─── DATASET EXTRACT

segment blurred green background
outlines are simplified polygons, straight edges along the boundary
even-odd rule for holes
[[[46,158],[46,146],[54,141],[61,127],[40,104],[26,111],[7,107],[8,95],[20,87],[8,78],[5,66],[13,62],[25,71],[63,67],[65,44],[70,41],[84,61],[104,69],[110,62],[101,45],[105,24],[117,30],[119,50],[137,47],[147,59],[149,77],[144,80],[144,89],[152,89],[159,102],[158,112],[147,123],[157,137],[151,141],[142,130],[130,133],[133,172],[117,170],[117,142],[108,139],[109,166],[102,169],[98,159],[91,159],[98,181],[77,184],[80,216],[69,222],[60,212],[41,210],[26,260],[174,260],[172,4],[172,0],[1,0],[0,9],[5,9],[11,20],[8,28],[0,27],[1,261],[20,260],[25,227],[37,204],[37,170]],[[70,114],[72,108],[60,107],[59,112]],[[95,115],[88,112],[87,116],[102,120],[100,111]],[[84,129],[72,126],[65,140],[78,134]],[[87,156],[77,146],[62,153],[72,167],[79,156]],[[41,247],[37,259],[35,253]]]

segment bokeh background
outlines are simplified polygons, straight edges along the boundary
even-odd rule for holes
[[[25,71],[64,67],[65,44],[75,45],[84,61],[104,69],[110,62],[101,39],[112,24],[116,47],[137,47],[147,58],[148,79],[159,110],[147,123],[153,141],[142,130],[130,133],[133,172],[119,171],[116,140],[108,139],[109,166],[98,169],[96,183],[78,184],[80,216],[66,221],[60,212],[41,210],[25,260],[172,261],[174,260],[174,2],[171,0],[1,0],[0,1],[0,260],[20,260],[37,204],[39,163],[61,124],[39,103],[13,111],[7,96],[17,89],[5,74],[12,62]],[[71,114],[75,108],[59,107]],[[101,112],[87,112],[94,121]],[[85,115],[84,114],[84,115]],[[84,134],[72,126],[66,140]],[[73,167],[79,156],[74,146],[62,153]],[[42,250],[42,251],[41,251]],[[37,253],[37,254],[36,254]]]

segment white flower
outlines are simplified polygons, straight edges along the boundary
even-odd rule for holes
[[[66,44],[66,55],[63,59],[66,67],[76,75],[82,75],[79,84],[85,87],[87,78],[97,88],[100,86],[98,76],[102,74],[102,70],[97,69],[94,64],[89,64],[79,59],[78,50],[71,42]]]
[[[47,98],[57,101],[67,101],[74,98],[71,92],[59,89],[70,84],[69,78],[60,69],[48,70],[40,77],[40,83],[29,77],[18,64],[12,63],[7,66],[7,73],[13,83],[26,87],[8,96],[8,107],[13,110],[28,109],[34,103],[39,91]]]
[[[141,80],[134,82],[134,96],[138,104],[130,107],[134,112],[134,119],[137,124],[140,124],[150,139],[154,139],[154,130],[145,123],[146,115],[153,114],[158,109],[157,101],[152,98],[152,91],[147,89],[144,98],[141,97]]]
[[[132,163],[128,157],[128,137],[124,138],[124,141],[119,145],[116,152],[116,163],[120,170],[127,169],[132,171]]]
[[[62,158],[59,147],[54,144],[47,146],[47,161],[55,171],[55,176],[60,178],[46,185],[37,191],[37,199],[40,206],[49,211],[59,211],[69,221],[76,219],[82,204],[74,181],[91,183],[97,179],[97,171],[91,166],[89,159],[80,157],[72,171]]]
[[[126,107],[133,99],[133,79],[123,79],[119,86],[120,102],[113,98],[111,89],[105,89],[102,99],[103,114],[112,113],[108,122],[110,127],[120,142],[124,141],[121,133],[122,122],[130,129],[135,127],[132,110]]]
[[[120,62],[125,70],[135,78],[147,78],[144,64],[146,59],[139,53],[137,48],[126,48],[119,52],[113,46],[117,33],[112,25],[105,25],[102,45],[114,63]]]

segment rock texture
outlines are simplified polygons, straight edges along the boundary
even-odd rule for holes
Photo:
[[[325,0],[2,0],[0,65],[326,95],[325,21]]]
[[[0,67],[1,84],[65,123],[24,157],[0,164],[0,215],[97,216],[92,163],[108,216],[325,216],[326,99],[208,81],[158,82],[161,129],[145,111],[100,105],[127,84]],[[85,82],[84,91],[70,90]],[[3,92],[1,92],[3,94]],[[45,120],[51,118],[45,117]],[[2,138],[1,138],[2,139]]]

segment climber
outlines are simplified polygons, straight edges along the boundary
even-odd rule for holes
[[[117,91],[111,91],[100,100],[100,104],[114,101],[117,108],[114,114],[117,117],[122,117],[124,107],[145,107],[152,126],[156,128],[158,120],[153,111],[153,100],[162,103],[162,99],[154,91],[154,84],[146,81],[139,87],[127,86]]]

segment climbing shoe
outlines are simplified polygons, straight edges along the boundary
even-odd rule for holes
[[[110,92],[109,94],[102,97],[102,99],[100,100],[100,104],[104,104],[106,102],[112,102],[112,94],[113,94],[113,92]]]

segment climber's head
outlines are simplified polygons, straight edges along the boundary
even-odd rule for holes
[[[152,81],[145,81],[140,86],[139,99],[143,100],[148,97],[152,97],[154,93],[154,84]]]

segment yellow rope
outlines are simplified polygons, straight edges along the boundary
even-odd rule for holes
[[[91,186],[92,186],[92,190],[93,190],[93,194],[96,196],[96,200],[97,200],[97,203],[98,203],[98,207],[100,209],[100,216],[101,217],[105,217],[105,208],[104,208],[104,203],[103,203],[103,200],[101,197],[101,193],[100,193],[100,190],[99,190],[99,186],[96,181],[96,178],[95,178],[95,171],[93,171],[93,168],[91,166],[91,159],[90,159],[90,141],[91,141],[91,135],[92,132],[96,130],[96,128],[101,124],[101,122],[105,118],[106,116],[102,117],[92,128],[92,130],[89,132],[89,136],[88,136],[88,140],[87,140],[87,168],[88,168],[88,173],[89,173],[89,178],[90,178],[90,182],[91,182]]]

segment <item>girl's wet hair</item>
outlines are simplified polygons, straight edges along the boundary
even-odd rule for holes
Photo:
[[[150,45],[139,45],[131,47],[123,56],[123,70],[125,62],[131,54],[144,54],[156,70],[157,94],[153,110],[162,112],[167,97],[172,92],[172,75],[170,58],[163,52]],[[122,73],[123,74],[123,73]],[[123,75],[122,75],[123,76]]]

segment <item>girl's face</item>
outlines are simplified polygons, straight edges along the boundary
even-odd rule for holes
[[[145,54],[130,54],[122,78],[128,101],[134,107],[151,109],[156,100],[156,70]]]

──────

● AIM: Copy out every item above line for line, with no changes.

● FULL OUTPUT:
segment blurred green background
outlines are simplified polygons, straight edges along the boundary
even-odd rule for holes
[[[46,158],[46,146],[54,141],[61,127],[40,104],[26,111],[7,107],[8,95],[20,87],[8,78],[5,66],[13,62],[25,71],[63,67],[65,44],[70,41],[84,61],[104,69],[110,62],[101,45],[105,24],[117,30],[119,50],[137,47],[147,59],[149,77],[144,80],[144,89],[152,89],[159,102],[158,112],[147,123],[157,137],[151,141],[142,130],[130,133],[133,172],[117,170],[117,142],[108,139],[109,166],[102,169],[98,159],[91,159],[98,181],[77,184],[80,216],[69,222],[60,212],[41,210],[26,260],[174,260],[172,4],[172,0],[1,0],[0,9],[5,9],[11,20],[8,28],[0,27],[1,261],[20,260],[25,227],[37,204],[37,170]],[[70,114],[72,108],[60,107],[59,112]],[[95,115],[88,112],[87,116],[102,120],[100,111]],[[84,129],[72,126],[65,140],[78,134]],[[87,156],[77,146],[62,153],[72,167],[79,156]],[[41,247],[37,259],[35,253]]]

segment bokeh background
outlines are simplified polygons, straight edges along the boundary
even-odd rule for holes
[[[25,71],[64,67],[65,44],[75,45],[84,61],[104,69],[110,62],[101,39],[112,24],[116,47],[137,47],[147,58],[148,79],[159,110],[147,123],[153,141],[142,130],[130,133],[133,172],[119,171],[116,140],[108,139],[109,166],[98,169],[96,183],[78,184],[80,216],[66,221],[60,212],[41,210],[25,260],[172,261],[174,260],[174,2],[171,0],[1,0],[0,1],[0,260],[20,260],[37,204],[39,163],[61,124],[39,103],[13,111],[7,96],[17,89],[5,74],[12,62]],[[71,114],[75,108],[59,107]],[[101,112],[87,112],[94,121]],[[85,115],[84,114],[84,115]],[[84,134],[72,126],[66,140]],[[73,167],[79,156],[74,146],[62,153]],[[42,250],[42,251],[41,251]],[[37,253],[37,254],[36,254]]]

segment white flower
outlines are simplified polygons, straight edges along the boundary
even-odd rule for holes
[[[66,44],[66,55],[63,59],[66,67],[76,75],[82,75],[79,84],[85,87],[87,78],[97,88],[100,86],[98,76],[102,74],[102,70],[97,69],[94,64],[89,64],[79,59],[78,50],[71,42]]]
[[[47,98],[57,101],[67,101],[74,98],[71,92],[59,89],[70,84],[69,78],[60,69],[48,70],[40,77],[40,83],[29,77],[18,64],[12,63],[7,66],[7,73],[13,83],[26,87],[8,96],[8,107],[13,110],[28,109],[34,103],[39,91]]]
[[[141,80],[134,82],[134,96],[138,104],[130,107],[134,112],[134,119],[137,124],[140,124],[150,139],[154,139],[154,130],[145,123],[146,115],[153,114],[158,109],[157,101],[152,98],[152,91],[147,89],[144,98],[141,97]]]
[[[132,163],[128,157],[128,137],[124,138],[124,141],[119,145],[116,152],[116,163],[120,170],[127,169],[132,171]]]
[[[62,158],[59,147],[54,144],[47,146],[47,161],[55,171],[55,176],[60,178],[46,185],[37,191],[37,199],[40,206],[49,211],[59,211],[69,221],[76,219],[82,204],[74,181],[91,183],[97,179],[97,171],[91,166],[89,159],[80,157],[72,171]]]
[[[126,107],[133,99],[133,79],[123,79],[119,86],[120,102],[113,98],[111,89],[105,89],[102,99],[103,114],[112,113],[108,122],[110,127],[120,142],[124,141],[121,133],[122,122],[130,129],[135,127],[132,110]]]
[[[120,62],[125,70],[135,78],[147,78],[144,64],[146,59],[139,53],[137,48],[126,48],[119,52],[113,46],[117,33],[112,25],[105,25],[102,45],[114,63]]]

segment rock texture
outlines are simplified polygons, straight edges along the boundary
even-odd rule for holes
Photo:
[[[325,0],[2,0],[0,65],[326,95],[325,21]]]
[[[0,67],[1,84],[65,123],[24,157],[0,164],[0,215],[97,216],[92,163],[108,216],[325,216],[326,99],[208,81],[158,82],[161,129],[145,111],[100,105],[127,84]],[[85,82],[84,91],[70,90]],[[3,92],[1,92],[3,94]],[[45,120],[51,118],[45,117]],[[2,138],[1,138],[2,139]]]

segment climber
outlines are simplified polygons, straight edges along the boundary
even-odd rule for holes
[[[117,91],[111,91],[100,100],[100,104],[114,101],[117,108],[114,114],[117,117],[122,117],[124,107],[145,107],[152,126],[156,128],[158,120],[153,111],[153,100],[162,103],[162,99],[154,91],[154,84],[146,81],[139,87],[127,86]]]

segment climbing shoe
outlines are simplified polygons, straight edges along the boundary
even-odd rule for holes
[[[110,92],[109,94],[102,97],[102,99],[100,100],[100,104],[104,104],[106,102],[112,102],[112,94],[113,94],[113,92]]]

segment climber's head
outlines are simplified polygons, straight edges along the boundary
even-odd rule for holes
[[[152,81],[145,81],[140,86],[139,99],[143,100],[148,97],[152,97],[154,93],[154,84]]]

segment yellow rope
outlines are simplified polygons, straight edges along the boundary
even-odd rule for holes
[[[91,186],[92,186],[92,190],[93,190],[93,194],[96,196],[96,200],[97,200],[97,203],[98,203],[98,207],[100,209],[100,216],[101,217],[105,217],[105,208],[104,208],[104,203],[103,203],[103,200],[101,197],[101,193],[100,193],[100,190],[99,190],[99,186],[96,181],[96,178],[95,178],[95,171],[93,171],[93,168],[91,166],[91,159],[90,159],[90,141],[91,141],[91,135],[92,132],[96,130],[96,128],[101,124],[101,122],[105,118],[106,116],[102,117],[92,128],[92,130],[89,132],[89,136],[88,136],[88,140],[87,140],[87,168],[88,168],[88,173],[89,173],[89,178],[90,178],[90,182],[91,182]]]

segment <item>girl's wet hair</item>
outlines are simplified polygons, straight edges along the boundary
even-odd rule for holes
Photo:
[[[150,45],[139,45],[131,47],[123,56],[123,70],[125,62],[131,54],[144,54],[156,70],[157,94],[153,110],[162,112],[167,97],[172,92],[172,75],[170,58],[163,52]],[[122,73],[123,74],[123,73]],[[123,75],[122,75],[123,76]]]

segment <item>girl's face</item>
outlines are simplified polygons, straight edges along the boundary
even-odd rule for holes
[[[145,54],[130,54],[122,78],[128,101],[134,107],[151,109],[156,100],[156,70]]]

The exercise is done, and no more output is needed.